-------- CUPLIKAN HALAMAN --------

Ulos yang ketiga dan yang terakhir yang diberikan kepada seseorang ialah ulos yang diterima pada waktu dia meninggal dunia. Tingkat (status memurut umur dan turunan) seseorang menentukan jenis ulos yang dapat diterimanya.

Jika seseorang mati muda (mate hadirianna) maka ulos yang diterimanya, ialah ulos yang disebut “parolang-olangan” biasanya dari jenis parompa.
Bila seseorng meninggal sesudah berkeluarga (matipul ulu, marompas tataring) maka kepadanya diberi ulos “saput” dan yang ditinggal (duda, janda) diberikan ulos “tujung”.
Bila yang mati orang tua yang sudah lengkap ditinjau dari segi keturunan dan keadaan (sari/saur matua) maka kepadanya diberikan ulos “Panggabei”.

Ulos “jugia” hanya dapat diberikan kepada orang tua yang keturunannya belum ada yang meninggal (martilaha martua).

--------

> [KETENTUAN LATIHAN] Berdasarkan cuplikan halaman tentang ulos bagi orang yang meninggal, jelaskan dalam satu sampai tiga kalimat mengapa orang yang mati muda dan orang tua yang berstatus sari/saur matua menerima jenis ulos yang berbeda. Entri yang disertakan di sini tidak berhubungan dengan cuplikan halaman.

-------- CUPLIKAN ENTRI --------

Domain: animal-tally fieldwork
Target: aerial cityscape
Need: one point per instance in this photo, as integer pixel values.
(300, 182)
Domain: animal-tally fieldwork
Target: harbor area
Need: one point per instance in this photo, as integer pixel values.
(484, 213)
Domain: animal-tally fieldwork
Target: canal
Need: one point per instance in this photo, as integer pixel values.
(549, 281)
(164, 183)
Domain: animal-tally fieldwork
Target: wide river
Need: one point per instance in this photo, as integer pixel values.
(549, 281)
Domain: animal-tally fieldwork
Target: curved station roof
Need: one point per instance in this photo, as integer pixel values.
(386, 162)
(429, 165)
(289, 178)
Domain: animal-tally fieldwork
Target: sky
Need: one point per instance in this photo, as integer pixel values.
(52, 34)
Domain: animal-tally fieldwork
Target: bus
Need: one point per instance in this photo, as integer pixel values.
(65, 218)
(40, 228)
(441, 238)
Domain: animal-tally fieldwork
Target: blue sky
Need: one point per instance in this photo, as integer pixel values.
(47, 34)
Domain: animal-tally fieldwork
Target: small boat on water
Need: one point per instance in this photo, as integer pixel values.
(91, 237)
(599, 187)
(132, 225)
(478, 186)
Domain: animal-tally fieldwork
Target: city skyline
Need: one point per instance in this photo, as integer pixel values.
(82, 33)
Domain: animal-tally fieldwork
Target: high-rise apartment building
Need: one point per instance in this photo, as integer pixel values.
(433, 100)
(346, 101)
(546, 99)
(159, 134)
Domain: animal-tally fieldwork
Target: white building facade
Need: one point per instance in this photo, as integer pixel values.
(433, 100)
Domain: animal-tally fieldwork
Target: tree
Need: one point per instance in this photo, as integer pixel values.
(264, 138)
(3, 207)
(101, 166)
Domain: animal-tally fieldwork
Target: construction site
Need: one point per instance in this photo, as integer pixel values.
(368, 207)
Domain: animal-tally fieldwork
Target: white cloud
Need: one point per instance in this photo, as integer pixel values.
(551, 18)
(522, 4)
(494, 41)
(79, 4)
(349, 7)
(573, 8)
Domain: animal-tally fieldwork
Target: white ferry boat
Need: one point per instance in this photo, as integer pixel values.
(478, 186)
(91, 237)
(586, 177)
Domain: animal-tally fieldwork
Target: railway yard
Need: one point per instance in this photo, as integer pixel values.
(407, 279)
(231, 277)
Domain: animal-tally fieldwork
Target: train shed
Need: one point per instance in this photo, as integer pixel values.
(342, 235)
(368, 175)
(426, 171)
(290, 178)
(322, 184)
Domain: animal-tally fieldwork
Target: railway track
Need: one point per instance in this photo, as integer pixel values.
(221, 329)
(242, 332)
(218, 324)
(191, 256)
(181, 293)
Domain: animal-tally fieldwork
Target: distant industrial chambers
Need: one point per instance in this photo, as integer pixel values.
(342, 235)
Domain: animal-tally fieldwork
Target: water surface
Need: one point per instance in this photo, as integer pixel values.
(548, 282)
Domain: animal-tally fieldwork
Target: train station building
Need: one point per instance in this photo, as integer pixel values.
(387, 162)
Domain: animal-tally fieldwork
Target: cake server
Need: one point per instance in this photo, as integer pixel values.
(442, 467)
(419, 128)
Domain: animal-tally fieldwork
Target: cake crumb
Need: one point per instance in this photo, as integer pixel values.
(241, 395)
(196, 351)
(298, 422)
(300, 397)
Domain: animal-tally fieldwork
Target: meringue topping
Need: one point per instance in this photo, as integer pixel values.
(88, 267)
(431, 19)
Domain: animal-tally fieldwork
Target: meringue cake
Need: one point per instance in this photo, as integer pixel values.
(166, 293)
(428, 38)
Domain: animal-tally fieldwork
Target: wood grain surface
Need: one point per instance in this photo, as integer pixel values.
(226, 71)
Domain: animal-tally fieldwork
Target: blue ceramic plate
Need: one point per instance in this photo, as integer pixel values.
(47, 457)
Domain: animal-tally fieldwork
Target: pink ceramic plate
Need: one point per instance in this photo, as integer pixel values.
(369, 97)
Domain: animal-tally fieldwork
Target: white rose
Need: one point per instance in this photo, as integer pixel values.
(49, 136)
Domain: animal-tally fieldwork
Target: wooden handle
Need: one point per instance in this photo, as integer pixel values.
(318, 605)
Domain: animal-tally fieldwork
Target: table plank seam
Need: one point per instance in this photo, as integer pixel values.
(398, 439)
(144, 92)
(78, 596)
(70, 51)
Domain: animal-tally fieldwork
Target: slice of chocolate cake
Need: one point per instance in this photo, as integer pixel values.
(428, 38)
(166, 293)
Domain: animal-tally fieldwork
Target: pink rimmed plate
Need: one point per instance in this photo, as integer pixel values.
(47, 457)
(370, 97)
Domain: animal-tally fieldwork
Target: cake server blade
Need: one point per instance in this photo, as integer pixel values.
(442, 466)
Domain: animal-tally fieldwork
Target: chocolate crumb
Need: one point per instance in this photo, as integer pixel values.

--------

> [HASIL LATIHAN] Jenis ulos yang dapat diterima seseorang ditentukan oleh tingkatnya, yaitu statusnya menurut umur dan turunan. Karena itu, orang yang mati muda (mate hadirianna) menerima ulos "parolang-olangan", sedangkan orang tua yang sudah lengkap dari segi keturunan dan keadaan (sari/saur matua) diberi ulos "Panggabei".